_Tarea pendiente_: Copia la reseña sobre Amour completa, sin alterar ni una sola palabra.

_Página_:
Michael Haneke vuelve a retorcer la rama de la existencia con un guión lleno de alma y tragedia. La batuta del maestro obedece a los caprichos de esta singular misa de réquiem. Una historia regalada entre cuatro paredes, íntima, asfixiante y capaz de cercenar el desenlace humano de un solo sablazo. Como solo él sabe hacer.
En Amour reaparecen las misma técnicas pero con elementos más austeros y cotidianos. Son dos voces que se hablan entre sí sin escucharse, que agonizan y que van sumiendo la casa hacia un silencio roto por la falta de aire y la decadencia del cuerpo. Una historia tan íntima en la que la morbosidad no tiene lugar ni cabida.

Entradas para señalar y etiquetar
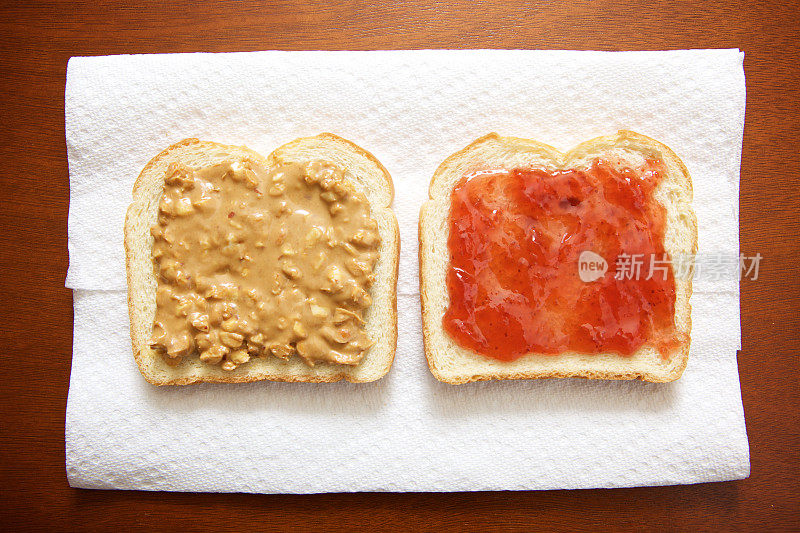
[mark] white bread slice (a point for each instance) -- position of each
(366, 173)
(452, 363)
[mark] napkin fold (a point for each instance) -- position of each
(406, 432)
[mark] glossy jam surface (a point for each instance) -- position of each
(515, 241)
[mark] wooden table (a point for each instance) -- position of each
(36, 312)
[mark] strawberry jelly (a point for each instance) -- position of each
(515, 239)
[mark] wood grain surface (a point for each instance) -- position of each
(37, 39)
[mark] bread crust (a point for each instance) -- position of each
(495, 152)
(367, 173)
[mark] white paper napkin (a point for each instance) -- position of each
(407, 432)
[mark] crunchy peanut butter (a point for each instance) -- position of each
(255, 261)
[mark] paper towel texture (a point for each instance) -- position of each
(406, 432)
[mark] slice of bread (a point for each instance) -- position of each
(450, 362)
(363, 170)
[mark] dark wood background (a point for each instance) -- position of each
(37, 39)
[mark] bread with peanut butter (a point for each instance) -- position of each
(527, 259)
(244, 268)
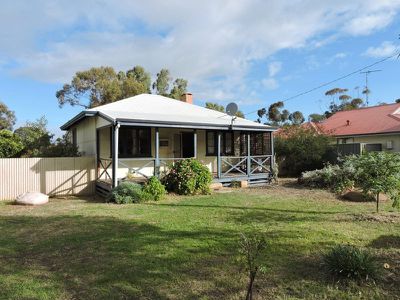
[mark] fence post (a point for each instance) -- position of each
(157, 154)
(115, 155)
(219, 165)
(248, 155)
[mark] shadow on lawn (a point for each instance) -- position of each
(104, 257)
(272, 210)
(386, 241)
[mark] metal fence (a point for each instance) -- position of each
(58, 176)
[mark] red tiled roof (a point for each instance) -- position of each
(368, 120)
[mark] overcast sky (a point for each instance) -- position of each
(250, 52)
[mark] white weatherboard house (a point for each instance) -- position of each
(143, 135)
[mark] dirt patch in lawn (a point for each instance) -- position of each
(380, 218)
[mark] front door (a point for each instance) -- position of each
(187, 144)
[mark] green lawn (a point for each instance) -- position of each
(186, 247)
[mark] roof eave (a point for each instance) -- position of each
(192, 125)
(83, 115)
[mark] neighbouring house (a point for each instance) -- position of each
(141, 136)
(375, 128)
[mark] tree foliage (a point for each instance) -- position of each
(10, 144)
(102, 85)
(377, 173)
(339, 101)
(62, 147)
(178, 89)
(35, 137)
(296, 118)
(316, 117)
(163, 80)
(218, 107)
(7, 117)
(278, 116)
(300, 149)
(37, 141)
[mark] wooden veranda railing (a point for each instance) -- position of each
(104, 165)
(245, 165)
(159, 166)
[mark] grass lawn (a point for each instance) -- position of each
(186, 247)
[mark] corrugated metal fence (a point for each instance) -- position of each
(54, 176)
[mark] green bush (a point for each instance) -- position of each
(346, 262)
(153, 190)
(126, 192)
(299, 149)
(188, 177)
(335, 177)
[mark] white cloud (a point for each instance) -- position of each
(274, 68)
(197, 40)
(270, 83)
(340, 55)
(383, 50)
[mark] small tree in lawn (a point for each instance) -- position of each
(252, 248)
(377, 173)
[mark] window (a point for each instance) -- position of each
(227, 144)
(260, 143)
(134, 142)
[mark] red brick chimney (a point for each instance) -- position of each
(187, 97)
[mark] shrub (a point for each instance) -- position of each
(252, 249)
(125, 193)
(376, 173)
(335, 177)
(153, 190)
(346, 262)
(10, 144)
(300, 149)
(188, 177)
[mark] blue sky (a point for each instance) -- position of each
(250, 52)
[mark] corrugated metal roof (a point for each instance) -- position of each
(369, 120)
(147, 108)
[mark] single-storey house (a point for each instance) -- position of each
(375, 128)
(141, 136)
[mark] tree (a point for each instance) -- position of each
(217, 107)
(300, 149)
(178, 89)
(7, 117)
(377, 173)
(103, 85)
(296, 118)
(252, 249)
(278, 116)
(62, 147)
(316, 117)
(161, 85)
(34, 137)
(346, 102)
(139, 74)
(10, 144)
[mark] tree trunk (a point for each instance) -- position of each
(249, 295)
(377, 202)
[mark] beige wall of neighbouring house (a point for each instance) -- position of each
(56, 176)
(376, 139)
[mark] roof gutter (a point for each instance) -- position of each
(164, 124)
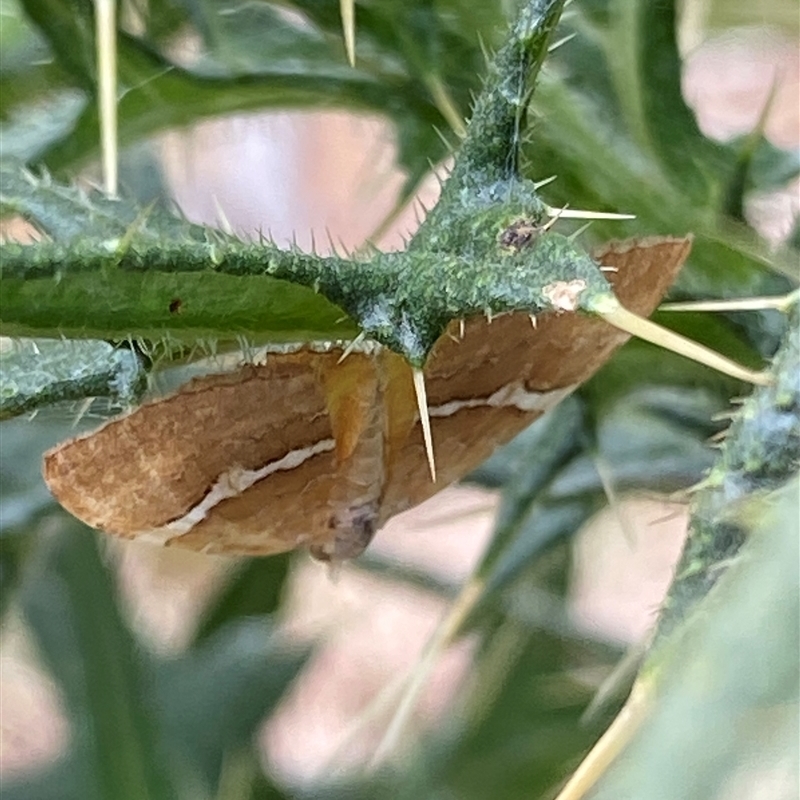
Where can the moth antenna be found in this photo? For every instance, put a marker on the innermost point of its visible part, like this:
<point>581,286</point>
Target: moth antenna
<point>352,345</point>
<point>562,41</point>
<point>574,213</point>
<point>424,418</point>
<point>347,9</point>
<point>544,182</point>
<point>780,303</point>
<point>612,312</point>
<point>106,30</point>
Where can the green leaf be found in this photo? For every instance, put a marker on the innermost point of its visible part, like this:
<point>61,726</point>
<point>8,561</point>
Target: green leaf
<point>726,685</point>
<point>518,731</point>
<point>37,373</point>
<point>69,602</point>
--
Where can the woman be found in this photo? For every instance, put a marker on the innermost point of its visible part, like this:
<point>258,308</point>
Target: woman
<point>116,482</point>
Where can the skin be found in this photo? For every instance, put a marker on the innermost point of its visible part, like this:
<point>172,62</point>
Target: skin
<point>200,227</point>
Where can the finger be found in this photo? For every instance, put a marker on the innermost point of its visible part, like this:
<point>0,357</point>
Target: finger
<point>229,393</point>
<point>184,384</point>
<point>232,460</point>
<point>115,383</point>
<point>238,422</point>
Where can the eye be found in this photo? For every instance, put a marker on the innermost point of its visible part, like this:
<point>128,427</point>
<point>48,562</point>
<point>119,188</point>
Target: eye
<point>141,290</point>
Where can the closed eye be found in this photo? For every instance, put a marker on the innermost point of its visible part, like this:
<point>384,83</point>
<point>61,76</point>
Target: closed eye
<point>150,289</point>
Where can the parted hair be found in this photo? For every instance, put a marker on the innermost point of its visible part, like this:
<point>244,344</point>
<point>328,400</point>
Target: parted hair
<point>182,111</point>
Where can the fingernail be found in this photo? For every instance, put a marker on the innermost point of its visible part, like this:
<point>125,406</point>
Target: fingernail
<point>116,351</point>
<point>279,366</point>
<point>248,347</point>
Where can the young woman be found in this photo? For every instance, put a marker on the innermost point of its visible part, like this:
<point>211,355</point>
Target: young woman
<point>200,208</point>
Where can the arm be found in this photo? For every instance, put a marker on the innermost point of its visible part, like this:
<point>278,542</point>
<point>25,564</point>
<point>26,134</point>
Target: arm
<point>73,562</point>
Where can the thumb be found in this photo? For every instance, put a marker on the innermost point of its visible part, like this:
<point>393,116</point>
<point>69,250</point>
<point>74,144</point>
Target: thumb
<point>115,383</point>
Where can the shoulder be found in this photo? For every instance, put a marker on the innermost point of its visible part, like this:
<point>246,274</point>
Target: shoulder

_En respuesta_:
Michael Haneke vuelve a retorcer la rama de la existencia con un guión lleno de alma y tragedia. La batuta del maestro obedece a los caprichos de esta singular misa de réquiem. Una historia regalada entre cuatro paredes, íntima, asfixiante y capaz de cercenar el desenlace humano de un solo sablazo. Como solo él sabe hacer.
En Amour reaparecen las misma técnicas pero con elementos más austeros y cotidianos. Son dos voces que se hablan entre sí sin escucharse, que agonizan y que van sumiendo la casa hacia un silencio roto por la falta de aire y la decadencia del cuerpo. Una historia tan íntima en la que la morbosidad no tiene lugar ni cabida.